→ Provided data
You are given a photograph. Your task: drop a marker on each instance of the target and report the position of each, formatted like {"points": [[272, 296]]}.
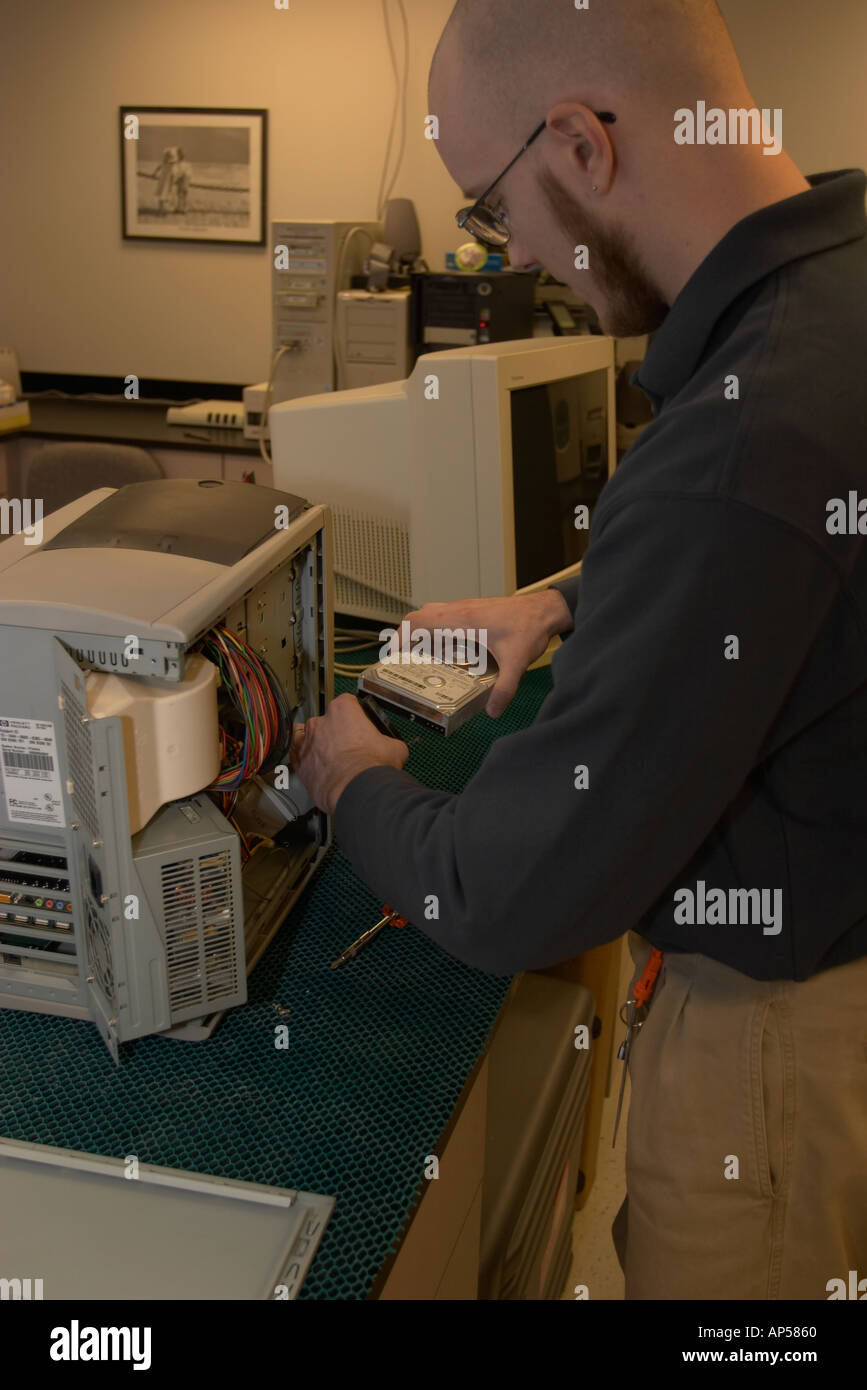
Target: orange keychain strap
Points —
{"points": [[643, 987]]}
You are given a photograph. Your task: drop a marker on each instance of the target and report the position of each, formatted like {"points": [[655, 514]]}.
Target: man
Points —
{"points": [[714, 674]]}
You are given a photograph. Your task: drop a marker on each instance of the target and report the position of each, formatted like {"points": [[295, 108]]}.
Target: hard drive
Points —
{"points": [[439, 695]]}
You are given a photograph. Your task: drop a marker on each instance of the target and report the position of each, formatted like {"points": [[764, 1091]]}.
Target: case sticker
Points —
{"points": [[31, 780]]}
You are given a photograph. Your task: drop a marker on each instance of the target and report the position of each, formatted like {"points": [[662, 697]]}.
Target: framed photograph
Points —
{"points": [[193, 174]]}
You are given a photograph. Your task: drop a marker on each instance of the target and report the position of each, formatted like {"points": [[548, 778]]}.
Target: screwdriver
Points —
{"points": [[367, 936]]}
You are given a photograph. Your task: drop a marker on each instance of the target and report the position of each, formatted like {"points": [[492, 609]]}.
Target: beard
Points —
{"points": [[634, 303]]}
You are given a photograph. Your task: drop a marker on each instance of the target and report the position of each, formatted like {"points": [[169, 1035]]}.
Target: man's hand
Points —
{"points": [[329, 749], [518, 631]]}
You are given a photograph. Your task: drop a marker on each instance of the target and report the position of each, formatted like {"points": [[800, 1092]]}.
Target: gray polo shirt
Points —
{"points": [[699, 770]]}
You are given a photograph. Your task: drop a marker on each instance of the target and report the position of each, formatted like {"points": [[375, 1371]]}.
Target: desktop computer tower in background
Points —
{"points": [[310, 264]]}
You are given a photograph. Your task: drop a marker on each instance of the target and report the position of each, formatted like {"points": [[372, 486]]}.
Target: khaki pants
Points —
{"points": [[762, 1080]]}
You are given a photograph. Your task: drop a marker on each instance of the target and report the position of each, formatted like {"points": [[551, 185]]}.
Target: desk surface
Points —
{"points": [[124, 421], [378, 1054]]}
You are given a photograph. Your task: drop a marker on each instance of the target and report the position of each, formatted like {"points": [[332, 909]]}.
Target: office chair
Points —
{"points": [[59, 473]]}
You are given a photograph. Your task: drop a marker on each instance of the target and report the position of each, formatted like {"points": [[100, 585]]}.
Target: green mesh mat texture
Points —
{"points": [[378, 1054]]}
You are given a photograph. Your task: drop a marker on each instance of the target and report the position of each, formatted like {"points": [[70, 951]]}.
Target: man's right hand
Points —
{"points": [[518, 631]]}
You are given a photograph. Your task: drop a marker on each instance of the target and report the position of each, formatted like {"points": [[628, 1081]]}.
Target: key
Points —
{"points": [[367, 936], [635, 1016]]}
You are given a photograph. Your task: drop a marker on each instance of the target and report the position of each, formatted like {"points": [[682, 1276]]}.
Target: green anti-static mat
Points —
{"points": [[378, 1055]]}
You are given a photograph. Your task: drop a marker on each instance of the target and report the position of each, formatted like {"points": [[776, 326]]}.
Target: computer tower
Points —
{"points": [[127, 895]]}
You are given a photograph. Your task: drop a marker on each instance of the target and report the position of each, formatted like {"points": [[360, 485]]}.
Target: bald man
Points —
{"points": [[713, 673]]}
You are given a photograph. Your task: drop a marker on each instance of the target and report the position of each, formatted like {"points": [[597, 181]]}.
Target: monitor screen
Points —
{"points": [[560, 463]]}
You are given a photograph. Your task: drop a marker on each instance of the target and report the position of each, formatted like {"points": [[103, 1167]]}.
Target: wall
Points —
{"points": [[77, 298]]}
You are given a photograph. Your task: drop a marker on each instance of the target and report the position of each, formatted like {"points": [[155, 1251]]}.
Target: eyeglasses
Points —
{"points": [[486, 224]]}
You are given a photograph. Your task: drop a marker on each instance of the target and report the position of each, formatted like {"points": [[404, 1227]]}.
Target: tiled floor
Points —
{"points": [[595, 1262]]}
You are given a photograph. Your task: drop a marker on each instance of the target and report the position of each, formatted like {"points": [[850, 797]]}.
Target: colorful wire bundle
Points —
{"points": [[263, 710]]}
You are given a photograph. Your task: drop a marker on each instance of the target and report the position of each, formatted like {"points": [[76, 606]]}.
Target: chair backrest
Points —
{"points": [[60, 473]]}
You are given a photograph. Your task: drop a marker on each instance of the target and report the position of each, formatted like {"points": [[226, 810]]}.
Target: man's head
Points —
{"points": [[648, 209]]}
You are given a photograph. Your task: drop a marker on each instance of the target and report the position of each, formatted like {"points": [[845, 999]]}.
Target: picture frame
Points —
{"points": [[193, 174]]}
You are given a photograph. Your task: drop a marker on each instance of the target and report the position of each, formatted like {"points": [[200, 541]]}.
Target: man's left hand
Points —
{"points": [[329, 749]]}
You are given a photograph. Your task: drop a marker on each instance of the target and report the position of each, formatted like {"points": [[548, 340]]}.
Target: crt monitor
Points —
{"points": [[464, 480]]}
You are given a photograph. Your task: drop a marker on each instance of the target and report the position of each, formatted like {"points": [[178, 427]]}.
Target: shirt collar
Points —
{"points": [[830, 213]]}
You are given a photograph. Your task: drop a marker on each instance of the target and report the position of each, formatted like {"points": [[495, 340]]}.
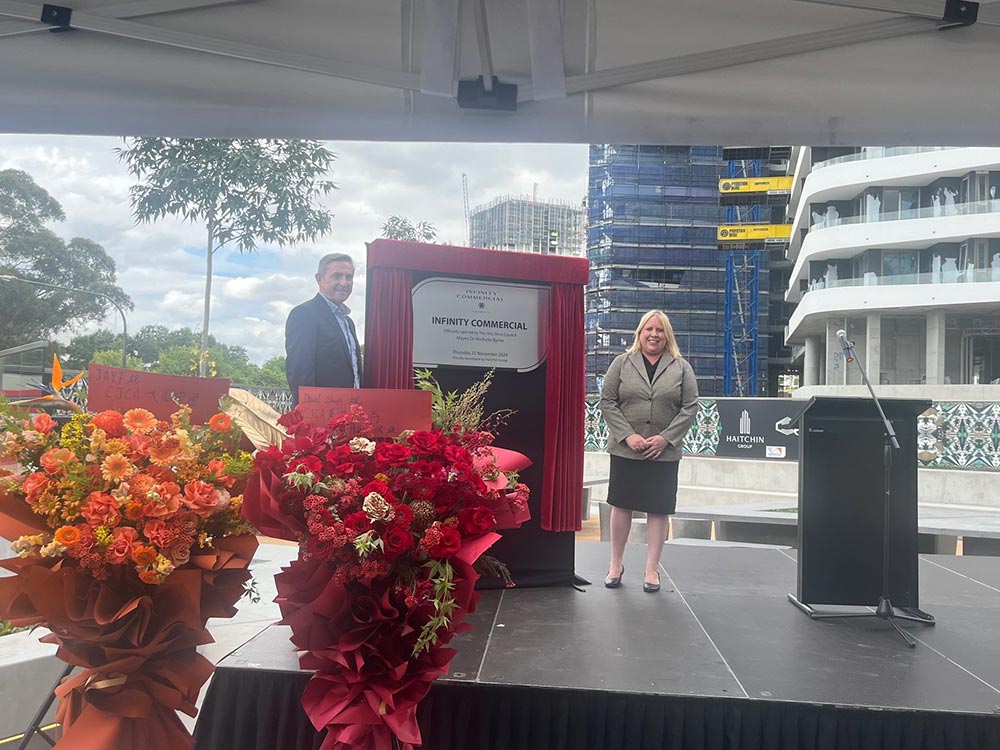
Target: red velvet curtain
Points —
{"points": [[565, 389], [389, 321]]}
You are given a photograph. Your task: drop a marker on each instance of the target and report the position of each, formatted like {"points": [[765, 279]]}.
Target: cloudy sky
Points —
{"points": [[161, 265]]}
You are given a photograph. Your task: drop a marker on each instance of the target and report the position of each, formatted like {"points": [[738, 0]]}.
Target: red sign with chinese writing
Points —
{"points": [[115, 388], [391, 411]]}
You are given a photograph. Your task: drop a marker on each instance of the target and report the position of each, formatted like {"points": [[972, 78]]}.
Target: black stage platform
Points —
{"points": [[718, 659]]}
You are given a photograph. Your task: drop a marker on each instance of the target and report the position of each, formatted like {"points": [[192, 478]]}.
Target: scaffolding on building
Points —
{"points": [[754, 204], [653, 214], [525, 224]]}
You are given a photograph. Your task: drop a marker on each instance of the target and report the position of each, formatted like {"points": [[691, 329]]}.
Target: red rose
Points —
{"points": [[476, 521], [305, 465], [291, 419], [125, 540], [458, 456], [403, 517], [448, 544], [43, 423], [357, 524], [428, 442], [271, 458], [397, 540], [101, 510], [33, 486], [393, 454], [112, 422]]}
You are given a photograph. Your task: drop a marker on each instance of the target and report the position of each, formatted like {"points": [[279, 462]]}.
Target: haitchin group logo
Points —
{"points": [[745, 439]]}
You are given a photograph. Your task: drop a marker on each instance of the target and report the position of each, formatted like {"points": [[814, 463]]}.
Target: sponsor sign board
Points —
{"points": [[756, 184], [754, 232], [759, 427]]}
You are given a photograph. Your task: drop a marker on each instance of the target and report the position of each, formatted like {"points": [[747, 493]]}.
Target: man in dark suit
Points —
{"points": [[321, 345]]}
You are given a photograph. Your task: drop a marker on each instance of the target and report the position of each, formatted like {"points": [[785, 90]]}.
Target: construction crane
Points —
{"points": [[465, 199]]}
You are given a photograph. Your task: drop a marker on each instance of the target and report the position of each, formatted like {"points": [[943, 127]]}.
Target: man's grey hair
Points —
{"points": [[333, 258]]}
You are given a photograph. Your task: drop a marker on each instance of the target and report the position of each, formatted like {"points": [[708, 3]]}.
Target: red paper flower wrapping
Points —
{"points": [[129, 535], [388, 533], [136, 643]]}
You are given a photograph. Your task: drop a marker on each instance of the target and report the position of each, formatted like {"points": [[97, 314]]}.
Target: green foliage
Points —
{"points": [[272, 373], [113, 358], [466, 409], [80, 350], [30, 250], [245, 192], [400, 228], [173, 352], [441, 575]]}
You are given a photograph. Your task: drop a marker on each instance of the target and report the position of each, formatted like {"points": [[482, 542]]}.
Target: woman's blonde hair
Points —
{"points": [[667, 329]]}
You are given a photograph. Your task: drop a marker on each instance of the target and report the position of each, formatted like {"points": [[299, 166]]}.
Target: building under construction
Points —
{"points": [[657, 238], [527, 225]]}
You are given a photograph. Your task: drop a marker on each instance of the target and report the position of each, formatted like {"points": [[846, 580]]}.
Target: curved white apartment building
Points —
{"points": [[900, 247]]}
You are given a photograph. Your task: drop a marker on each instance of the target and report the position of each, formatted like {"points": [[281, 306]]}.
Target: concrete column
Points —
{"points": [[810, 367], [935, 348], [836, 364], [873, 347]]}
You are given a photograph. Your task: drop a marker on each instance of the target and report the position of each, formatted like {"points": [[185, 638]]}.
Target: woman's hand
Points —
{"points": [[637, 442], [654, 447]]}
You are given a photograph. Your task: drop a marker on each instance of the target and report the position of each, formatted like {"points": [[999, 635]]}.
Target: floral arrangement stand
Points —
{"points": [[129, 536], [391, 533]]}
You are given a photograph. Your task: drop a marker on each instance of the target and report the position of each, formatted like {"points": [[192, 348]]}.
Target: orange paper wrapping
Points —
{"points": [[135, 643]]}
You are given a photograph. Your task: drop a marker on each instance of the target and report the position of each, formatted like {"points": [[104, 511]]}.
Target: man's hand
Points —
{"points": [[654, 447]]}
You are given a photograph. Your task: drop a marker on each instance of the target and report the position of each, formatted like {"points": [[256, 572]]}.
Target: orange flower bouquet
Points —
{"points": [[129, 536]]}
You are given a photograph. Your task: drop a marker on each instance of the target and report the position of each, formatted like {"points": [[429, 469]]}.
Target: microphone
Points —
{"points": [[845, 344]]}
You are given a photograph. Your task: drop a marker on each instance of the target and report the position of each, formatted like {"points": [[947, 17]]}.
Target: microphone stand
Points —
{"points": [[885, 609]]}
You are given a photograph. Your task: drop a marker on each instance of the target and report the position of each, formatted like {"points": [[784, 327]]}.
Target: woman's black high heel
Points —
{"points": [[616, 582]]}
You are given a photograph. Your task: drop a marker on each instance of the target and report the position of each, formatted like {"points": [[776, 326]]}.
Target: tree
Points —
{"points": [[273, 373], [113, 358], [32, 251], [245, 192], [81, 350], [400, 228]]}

→ Problem to work on
What number of lines in the listing contain the word "sign"? Supply the number with no accompanying text.

→ Finished exercise
2